▶ [WHAT THE EXERCISE ASKS]
Reproduce, unaltered, the line with "# for every" along with every line that follows it in the records, up to the last.

* * * *

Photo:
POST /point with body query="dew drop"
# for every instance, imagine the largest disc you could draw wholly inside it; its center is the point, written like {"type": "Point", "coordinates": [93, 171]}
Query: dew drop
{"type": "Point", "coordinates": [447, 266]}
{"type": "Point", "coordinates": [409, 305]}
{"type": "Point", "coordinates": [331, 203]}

* * * *

▶ [COMPLETED EXERCISE]
# for every instance, imagine the largest disc you could draw wholly inside it; its center is the point, written like {"type": "Point", "coordinates": [93, 171]}
Query: dew drop
{"type": "Point", "coordinates": [447, 266]}
{"type": "Point", "coordinates": [409, 305]}
{"type": "Point", "coordinates": [331, 203]}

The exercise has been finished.